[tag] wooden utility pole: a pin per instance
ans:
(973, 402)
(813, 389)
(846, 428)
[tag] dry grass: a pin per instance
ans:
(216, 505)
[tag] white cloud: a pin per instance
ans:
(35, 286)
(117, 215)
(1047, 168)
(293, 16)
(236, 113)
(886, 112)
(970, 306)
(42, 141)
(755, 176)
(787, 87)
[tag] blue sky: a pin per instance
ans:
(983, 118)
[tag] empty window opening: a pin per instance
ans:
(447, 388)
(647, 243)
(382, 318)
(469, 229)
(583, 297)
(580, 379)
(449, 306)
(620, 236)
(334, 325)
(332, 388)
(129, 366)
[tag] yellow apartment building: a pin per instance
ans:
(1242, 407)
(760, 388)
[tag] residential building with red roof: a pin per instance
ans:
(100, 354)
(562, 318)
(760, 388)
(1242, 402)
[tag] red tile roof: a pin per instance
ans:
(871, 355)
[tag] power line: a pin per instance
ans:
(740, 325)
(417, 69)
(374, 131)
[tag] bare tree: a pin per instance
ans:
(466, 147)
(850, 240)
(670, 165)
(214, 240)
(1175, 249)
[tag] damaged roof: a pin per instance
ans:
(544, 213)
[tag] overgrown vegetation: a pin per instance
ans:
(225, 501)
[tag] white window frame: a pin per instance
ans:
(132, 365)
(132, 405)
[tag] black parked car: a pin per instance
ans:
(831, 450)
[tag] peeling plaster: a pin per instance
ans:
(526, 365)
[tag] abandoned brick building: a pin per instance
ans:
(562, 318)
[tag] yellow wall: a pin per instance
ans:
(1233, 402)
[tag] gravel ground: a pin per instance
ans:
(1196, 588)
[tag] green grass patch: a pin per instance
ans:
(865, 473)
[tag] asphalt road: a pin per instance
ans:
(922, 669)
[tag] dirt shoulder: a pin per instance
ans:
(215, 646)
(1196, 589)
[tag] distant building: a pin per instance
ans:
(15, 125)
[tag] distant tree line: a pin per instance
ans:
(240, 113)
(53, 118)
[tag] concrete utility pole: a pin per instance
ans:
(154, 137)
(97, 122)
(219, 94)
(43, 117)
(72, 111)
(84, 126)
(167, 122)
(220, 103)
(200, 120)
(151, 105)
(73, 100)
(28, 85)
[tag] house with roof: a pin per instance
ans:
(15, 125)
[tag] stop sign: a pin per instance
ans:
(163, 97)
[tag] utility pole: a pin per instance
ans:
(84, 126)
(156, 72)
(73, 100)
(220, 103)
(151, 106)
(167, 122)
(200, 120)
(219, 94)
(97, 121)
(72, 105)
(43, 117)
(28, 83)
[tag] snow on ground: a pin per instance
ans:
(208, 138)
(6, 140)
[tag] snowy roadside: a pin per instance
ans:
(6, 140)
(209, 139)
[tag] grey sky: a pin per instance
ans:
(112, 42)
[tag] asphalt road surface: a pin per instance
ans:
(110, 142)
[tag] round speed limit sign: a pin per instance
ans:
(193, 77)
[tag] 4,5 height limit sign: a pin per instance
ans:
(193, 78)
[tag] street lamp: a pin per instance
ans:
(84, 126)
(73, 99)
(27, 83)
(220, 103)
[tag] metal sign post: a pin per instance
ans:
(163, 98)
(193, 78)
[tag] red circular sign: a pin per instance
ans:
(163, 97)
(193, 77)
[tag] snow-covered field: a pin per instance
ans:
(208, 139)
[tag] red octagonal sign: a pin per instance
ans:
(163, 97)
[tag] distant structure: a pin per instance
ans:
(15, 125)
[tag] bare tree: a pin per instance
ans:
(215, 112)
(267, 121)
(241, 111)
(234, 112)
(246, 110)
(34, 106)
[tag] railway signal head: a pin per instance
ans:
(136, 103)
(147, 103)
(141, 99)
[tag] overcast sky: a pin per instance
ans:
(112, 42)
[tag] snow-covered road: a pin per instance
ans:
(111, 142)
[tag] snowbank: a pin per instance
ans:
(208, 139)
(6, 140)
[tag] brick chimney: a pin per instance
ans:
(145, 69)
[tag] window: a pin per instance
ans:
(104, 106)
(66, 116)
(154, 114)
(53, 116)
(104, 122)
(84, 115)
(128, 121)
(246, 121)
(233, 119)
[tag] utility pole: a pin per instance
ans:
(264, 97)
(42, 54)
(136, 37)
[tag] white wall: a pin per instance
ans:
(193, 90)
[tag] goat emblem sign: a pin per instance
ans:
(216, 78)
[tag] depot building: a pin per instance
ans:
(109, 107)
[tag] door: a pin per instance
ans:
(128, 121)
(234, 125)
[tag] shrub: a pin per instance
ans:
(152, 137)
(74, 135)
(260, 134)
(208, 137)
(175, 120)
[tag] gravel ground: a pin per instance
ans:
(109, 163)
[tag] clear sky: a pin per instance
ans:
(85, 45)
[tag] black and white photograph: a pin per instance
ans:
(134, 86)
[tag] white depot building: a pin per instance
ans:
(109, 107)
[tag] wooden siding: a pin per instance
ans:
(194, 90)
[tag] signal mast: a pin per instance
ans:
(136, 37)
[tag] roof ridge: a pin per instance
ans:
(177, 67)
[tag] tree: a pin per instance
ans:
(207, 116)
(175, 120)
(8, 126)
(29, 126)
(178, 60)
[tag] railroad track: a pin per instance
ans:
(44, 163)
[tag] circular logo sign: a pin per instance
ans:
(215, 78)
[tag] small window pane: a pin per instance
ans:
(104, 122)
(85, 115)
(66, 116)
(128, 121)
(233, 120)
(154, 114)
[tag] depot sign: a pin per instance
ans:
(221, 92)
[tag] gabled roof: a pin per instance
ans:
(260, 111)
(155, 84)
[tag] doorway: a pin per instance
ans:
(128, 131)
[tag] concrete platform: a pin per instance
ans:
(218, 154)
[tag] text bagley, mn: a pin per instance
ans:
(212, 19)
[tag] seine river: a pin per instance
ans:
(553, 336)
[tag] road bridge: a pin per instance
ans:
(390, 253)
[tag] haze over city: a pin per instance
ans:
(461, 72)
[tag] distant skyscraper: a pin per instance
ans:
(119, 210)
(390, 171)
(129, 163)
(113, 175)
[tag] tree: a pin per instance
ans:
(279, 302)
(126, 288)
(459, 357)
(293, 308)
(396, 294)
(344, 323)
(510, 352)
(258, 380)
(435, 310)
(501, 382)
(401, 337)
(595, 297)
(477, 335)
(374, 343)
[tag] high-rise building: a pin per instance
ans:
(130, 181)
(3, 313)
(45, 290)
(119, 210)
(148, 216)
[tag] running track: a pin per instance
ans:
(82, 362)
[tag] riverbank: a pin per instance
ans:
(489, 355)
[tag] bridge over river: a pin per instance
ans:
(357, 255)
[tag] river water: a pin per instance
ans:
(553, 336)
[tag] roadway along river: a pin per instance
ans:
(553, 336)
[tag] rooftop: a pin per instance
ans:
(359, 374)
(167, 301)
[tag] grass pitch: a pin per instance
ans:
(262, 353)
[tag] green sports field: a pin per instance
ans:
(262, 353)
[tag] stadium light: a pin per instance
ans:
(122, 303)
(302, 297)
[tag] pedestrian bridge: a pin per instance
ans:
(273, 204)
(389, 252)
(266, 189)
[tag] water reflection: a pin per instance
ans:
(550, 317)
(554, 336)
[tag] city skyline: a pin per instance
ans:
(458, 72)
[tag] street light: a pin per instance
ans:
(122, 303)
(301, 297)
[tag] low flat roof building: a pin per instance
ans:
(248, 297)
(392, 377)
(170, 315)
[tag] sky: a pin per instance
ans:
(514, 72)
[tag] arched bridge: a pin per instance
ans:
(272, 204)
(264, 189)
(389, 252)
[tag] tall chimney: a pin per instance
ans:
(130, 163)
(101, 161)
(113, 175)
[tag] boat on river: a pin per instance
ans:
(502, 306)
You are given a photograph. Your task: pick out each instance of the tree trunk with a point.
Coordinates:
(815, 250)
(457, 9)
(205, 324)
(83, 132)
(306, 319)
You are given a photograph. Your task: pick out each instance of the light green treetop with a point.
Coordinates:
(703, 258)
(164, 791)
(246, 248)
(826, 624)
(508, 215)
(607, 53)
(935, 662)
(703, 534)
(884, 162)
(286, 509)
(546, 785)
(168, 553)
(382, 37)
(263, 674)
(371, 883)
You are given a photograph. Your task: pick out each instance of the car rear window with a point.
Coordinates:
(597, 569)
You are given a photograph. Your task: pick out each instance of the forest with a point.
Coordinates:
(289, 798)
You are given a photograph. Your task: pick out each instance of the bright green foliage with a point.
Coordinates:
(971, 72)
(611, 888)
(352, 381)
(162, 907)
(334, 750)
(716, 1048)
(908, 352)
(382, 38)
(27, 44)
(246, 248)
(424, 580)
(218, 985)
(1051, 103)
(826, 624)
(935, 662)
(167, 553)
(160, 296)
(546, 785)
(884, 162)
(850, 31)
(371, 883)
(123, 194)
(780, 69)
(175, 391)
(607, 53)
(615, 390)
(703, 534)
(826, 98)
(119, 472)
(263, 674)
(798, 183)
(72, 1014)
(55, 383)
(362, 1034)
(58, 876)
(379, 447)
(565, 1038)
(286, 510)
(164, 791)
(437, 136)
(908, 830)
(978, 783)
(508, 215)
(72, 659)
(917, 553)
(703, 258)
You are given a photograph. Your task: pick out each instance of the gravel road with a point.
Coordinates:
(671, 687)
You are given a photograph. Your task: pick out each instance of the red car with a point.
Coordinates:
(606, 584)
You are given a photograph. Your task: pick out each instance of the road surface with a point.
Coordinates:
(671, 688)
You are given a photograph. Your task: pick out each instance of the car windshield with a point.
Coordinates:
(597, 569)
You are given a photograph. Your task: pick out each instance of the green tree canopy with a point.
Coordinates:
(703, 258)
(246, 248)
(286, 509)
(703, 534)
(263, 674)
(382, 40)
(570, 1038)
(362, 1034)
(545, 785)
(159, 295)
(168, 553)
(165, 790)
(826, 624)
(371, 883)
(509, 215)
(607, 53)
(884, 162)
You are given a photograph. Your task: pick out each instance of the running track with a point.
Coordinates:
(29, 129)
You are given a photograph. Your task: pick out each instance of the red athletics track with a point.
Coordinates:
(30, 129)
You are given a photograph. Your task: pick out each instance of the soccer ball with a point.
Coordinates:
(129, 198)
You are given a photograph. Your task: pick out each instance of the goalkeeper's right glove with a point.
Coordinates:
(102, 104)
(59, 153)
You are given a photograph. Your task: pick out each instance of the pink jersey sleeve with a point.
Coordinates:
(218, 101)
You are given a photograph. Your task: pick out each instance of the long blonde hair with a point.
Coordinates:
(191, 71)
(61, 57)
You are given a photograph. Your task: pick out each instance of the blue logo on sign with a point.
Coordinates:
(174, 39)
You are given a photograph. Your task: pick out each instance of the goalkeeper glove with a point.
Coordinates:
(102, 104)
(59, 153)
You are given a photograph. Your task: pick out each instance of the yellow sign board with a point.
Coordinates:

__WHAT YOU NEED TO DO__: Without changing anything, quote the lines from the top of the data to the line that contains "[tag] white cloud: a pin per instance", including that line.

__TASK OUTPUT__:
[tag] wooden utility pole: a pin per instance
ans:
(973, 402)
(813, 389)
(846, 428)
[tag] dry grass: a pin per instance
ans:
(216, 505)
[tag] white cloud: a pin per instance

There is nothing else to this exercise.